It was an eclectic mix of flannel, puffy jackets and leather that attended the Music Con 2019 at the SLO Brew Rock venue in San Luis Obispo, CA on March 24th. There was a multitude of different booths present, where local businesses geared toward music or art were showcased. It was kind of like going to a rock ‘n’ roll farmer’s market. Two stages offered live music and presentations, with presenters’ topics alternating from stage performance to house parties, and music ranging from drum jams to smooth blues, as well as singer/songwriters. It was an all-day rocking event, and I stayed all day and rocked out.
Created by both Paul Irving of BigBigSLO and Producer/Engineer/Musician Vince Cimo, this event is not one to miss if you are in the industry or at all interested in music. Started in 2016, Music Con has now celebrated four successful years, and when asked about its origin, Cimo stated, “The Central Coast has this amazing musical culture, but in a lot of ways, it’s kind of hidden from the general public. I think I just got to a place where I felt like…man…all these people I’m surrounded by are so awesome, and there’s all these small but important players in the music industry locally that are individually awesome, but don’t ever really communicate…there should be some event connecting all the dots so this scene can really keep growing.”
Cimo further thought that with our collective mindset, we could accomplish much more than without. “I also felt like there were a lot of unanswered questions that I had as a musician trying to ‘make it’ in my own way. I figured if I could get some of the people who are doing things I respect to share how they do what they do, it would be helpful for everyone.” Helpful it was indeed, as there was so much to see and hear at this latest Con, that even though I was there for almost its entirety, I know I still missed out on things. Here’s the juice on what I did see:
Eric Cotton, of bands The Cheeseballs and Upside Ska, gave an interesting presentation for musicians called “How to Create a Face-Melting Live Performance.” An aptly named talk, he spoke of letting go of things like stage fright by creating an entirely new onstage persona through costumes and personality. “You have the ability when you get onstage to be anybody you want to be,” he said. He also recommended to try to stand out from other bands onstage, going beyond just playing an instrument: “It’s a performance…so have some flair and flash.” Cotton stressed how important preparation is for a concert, both self-practice as well as group rehearsal. He advises that musicians show up to rehearsal already knowing the song being played, therefore the collaborative work that occurs is more so on the intricacies of the overall performance, rather than just the basics of the song. He prepares his set list for as long as a week sometimes, taking the listener through different highs and lows. He urged musicians to stay sober onstage as well, so the focus level is on point, rather than slurring through a performance and looking ridiculous.

*Material for this task*.
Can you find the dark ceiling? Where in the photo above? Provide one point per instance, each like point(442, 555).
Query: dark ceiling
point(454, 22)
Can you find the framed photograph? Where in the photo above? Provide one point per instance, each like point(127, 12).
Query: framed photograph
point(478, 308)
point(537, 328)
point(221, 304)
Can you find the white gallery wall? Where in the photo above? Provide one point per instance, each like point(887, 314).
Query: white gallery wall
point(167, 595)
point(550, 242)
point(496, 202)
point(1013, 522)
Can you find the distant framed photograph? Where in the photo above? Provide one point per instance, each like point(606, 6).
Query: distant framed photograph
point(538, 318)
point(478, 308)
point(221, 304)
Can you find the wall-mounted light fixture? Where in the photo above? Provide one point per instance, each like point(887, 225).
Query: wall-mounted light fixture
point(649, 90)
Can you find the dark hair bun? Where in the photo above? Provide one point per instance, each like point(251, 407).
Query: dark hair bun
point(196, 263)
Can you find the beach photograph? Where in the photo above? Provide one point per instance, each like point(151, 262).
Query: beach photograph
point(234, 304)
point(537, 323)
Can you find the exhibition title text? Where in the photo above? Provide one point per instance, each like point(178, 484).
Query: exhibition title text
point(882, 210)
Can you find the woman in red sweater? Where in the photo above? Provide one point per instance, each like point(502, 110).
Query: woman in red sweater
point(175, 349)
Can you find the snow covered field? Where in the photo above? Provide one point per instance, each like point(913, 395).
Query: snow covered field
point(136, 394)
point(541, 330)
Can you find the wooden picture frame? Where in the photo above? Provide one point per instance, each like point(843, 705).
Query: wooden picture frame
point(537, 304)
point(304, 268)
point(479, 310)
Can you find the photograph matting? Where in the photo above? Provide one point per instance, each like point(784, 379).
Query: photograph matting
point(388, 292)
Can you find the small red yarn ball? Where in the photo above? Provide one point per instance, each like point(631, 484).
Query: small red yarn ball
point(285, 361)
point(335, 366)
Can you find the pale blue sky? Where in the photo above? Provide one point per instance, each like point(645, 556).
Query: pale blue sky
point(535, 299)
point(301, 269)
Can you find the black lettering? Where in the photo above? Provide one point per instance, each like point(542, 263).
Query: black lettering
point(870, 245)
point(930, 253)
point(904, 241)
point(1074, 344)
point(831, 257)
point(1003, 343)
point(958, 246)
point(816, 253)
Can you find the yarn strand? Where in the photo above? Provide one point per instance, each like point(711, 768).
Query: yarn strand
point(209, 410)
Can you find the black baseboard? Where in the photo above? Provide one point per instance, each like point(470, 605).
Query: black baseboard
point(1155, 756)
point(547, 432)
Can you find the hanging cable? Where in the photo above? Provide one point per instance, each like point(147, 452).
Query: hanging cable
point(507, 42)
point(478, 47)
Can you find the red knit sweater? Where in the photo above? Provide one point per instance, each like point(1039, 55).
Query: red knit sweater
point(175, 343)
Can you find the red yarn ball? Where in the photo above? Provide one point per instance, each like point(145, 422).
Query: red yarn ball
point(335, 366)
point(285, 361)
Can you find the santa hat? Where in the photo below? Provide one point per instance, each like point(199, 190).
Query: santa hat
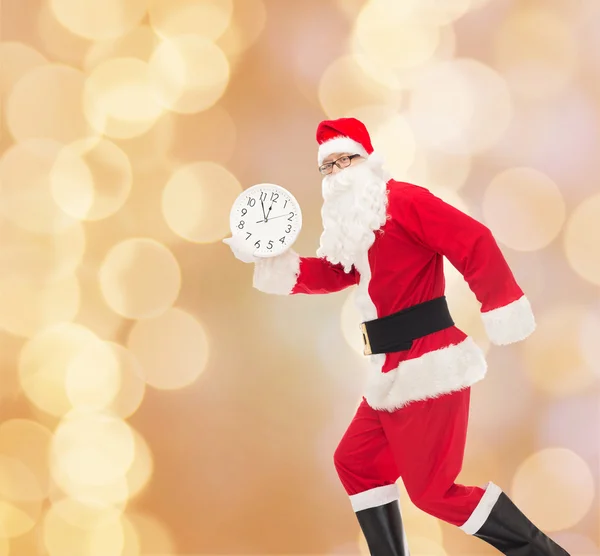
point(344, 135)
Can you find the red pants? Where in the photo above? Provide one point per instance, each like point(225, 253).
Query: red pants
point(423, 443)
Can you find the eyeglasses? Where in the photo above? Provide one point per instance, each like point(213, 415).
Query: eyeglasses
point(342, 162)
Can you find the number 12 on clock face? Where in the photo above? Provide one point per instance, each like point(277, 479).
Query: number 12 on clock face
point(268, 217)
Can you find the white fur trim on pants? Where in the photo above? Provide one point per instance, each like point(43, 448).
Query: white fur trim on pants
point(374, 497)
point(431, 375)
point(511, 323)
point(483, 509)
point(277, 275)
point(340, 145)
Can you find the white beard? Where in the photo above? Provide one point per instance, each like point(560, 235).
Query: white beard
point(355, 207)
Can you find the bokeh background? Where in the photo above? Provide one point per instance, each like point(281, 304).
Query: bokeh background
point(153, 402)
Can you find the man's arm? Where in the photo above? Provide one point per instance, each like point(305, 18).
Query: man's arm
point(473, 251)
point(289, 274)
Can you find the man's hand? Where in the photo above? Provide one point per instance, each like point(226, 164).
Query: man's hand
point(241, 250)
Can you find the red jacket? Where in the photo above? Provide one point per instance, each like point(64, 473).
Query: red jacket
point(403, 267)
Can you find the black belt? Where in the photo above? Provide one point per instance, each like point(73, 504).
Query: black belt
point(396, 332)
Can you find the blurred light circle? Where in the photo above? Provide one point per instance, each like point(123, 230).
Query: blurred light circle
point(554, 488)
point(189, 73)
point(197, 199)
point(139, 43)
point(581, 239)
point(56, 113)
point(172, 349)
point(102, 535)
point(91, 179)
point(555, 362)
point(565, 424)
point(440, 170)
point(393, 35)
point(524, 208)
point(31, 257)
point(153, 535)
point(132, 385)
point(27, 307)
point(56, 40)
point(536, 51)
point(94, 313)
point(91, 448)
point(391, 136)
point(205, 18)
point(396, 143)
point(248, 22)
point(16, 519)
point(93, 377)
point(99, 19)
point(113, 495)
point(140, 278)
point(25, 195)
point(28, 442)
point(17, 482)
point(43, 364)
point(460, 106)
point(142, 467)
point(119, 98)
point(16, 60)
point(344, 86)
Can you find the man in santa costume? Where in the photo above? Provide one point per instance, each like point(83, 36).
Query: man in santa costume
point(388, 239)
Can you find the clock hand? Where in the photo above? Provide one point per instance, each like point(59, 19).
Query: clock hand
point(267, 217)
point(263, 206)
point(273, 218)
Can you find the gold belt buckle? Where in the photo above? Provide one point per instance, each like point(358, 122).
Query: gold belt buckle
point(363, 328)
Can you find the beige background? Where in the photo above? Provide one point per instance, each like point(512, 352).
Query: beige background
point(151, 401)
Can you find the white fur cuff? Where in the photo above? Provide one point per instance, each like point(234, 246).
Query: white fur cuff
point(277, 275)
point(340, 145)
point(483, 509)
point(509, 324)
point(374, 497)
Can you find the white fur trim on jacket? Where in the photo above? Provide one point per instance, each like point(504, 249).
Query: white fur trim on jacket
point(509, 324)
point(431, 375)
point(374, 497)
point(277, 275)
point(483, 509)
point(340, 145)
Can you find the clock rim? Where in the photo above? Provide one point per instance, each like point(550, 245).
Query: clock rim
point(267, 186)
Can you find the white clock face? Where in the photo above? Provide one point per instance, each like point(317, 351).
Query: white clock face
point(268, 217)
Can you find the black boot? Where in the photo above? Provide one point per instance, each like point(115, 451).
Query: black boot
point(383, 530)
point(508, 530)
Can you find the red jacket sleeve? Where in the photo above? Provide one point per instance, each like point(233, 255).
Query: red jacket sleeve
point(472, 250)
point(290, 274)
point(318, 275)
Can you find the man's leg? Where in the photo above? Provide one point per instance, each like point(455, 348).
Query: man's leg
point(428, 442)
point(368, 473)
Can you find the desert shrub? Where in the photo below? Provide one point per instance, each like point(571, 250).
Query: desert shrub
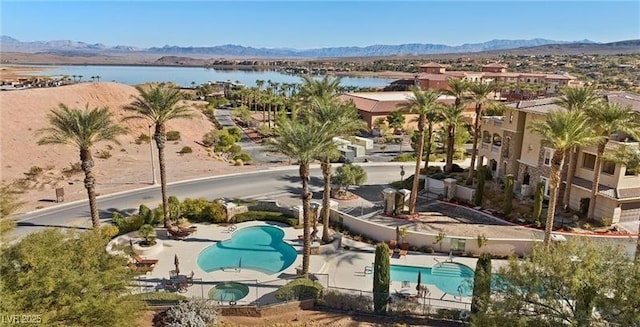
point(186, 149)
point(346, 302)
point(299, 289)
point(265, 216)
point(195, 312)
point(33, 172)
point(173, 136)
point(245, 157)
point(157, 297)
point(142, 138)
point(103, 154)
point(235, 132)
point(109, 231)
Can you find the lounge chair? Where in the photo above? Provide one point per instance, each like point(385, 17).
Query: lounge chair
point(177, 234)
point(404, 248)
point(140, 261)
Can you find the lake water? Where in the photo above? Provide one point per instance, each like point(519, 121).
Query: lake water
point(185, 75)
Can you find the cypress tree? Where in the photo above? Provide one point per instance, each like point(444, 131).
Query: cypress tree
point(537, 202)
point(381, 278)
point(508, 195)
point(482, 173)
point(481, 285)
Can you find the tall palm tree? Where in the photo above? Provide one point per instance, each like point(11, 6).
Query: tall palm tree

*Tasks for this exercise*.
1) Reproduce verbatim the part of the Music Con article that opens with the words containing "It was an eclectic" and closes with "and rocked out.".
2) In the records, rewrite the part that opens with the line containing "Can you find the red knit" and closes with the line containing "point(175, 343)", substituting "wool" for "knit" and leaving everything else unchanged. Give only those lines.

*Answers for this exercise*.
1)
It was an eclectic mix of flannel, puffy jackets and leather that attended the Music Con 2019 at the SLO Brew Rock venue in San Luis Obispo, CA on March 24th. There was a multitude of different booths present, where local businesses geared toward music or art were showcased. It was kind of like going to a rock ‘n’ roll farmer’s market. Two stages offered live music and presentations, with presenters’ topics alternating from stage performance to house parties, and music ranging from drum jams to smooth blues, as well as singer/songwriters. It was an all-day rocking event, and I stayed all day and rocked out.

2)
Can you find the red wool sweater? Where in the photo above? Provide one point per instance, each like point(1039, 55).
Query: red wool sweater
point(175, 343)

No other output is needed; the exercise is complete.